## BEGIN THE INPUT

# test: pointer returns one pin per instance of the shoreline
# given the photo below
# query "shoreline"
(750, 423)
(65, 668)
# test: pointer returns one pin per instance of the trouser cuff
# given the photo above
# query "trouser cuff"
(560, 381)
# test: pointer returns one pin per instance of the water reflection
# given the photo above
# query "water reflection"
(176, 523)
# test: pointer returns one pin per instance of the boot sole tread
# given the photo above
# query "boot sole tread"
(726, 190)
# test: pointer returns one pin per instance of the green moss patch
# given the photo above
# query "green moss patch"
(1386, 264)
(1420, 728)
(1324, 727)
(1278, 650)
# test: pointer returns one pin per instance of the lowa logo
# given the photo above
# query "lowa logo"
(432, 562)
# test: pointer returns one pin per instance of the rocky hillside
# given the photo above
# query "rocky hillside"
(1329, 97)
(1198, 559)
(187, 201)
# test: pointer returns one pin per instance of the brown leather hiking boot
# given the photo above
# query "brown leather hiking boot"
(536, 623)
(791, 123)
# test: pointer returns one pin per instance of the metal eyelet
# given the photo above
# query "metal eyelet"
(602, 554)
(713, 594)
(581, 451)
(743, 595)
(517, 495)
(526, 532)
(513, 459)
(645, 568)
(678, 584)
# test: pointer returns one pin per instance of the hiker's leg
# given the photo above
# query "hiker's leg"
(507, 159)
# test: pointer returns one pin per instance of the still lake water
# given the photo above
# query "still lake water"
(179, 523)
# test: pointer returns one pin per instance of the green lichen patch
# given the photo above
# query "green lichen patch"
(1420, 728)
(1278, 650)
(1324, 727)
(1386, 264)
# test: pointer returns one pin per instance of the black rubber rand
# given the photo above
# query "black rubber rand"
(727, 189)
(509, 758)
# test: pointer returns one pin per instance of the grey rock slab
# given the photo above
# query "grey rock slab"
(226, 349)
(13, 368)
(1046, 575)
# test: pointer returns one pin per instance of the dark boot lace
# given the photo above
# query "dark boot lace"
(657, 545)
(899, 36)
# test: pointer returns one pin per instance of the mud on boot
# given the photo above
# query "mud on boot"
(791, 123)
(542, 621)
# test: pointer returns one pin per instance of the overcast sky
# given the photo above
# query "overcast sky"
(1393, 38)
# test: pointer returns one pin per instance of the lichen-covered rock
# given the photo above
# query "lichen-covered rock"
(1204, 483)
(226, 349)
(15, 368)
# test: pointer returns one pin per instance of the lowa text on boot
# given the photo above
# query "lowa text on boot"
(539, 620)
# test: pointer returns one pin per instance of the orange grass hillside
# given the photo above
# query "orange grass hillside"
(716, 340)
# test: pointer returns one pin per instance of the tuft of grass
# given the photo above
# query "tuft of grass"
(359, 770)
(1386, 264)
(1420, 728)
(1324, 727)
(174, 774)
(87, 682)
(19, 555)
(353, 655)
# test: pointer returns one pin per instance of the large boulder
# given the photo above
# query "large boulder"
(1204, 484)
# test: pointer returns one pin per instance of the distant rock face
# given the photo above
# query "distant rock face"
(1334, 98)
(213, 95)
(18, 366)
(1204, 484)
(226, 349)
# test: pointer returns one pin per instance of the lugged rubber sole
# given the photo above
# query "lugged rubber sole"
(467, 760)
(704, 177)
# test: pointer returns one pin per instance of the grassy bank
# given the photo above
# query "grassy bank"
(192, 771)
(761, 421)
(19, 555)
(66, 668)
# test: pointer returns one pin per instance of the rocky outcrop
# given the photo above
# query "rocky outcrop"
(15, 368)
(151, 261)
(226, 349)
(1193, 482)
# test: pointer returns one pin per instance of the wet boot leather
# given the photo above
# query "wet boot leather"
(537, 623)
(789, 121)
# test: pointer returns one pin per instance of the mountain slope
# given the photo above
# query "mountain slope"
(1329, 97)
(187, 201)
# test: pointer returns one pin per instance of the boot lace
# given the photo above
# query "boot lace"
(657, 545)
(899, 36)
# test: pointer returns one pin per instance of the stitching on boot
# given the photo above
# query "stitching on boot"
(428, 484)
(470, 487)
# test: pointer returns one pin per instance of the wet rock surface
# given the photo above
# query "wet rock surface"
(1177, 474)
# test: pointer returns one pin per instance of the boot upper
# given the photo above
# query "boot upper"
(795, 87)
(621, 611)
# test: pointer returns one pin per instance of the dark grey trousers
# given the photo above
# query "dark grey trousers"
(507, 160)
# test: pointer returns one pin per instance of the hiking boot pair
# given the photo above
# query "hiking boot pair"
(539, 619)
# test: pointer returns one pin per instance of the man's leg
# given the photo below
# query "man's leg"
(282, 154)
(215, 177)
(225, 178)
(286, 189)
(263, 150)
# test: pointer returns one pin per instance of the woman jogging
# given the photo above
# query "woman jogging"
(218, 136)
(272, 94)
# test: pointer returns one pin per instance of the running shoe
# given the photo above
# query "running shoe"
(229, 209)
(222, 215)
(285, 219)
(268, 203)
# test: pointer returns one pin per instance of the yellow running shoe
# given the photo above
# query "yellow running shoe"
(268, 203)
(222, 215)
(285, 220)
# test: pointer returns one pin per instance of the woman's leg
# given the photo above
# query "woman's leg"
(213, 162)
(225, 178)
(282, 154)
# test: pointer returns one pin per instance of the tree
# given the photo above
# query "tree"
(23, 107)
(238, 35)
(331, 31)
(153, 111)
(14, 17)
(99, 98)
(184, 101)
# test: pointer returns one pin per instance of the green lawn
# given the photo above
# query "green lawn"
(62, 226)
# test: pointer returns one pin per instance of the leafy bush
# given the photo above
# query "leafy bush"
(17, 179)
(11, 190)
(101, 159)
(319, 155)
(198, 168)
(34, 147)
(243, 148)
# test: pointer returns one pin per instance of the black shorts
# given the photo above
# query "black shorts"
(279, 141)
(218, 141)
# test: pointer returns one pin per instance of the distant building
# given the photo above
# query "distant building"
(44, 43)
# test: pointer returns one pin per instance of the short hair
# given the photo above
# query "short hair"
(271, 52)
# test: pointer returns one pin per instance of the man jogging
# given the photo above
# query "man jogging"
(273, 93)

## END THE INPUT

GOAL :: Copy out the material word for word, from the line with "the dark grey trousers" through the last line, with both of those lines included.

EXERCISE RESPONSE ::
# test: pointer returns one pin per instance of the dark grey trousers
# given the photo above
# query "dark grey trousers"
(507, 160)
# test: pointer returns one pin per instance of the hiking boot pair
# given the photo above
# query "hiking boot pair"
(539, 619)
# test: pointer returns one pin per instance of the man's leg
# given the photo below
# query "man's leg"
(282, 154)
(215, 177)
(225, 178)
(286, 189)
(263, 150)
# test: pointer returns one pin per instance of the woman jogging
# given the photo above
# query "woman jogging"
(218, 136)
(272, 94)
# test: pointer returns one pin per instance of the running shoe
# given the photo above
# query "running shoe"
(229, 209)
(222, 215)
(285, 219)
(268, 203)
# test: pointer returns one pin per instance of the yellow running shoe
# given the photo above
# query "yellow running shoe"
(268, 203)
(222, 215)
(285, 220)
# test: pointer returns one pin per instance of the woman's leg
# given the photo above
# query "woman's leg"
(213, 162)
(225, 178)
(282, 154)
# test: pointer returns one pin per instance of the tree
# given the photo above
# query "tree"
(23, 107)
(238, 35)
(331, 31)
(153, 111)
(14, 17)
(99, 98)
(184, 101)
# test: pointer returns one pin per instance of the green lawn
# given the photo above
# query "green lawn"
(62, 226)
# test: pointer returns one pin per instance of the leafy bush
# given the photo above
# query "leafy bush"
(17, 179)
(11, 190)
(101, 159)
(319, 155)
(198, 168)
(34, 147)
(243, 148)
# test: pointer returns one pin per instance of the black shorts
# given the photo above
# query "black shorts"
(279, 141)
(218, 141)
# test: pointer returns one pin per instance of the distant building
# given the photo above
# query "distant building"
(44, 43)
# test: pointer returns one pin per instance of the short hair
# given the photo above
# query "short hair"
(271, 52)
# test: pointer returns one pin per instance of the man jogging
# given the photo above
# query "man jogging"
(273, 93)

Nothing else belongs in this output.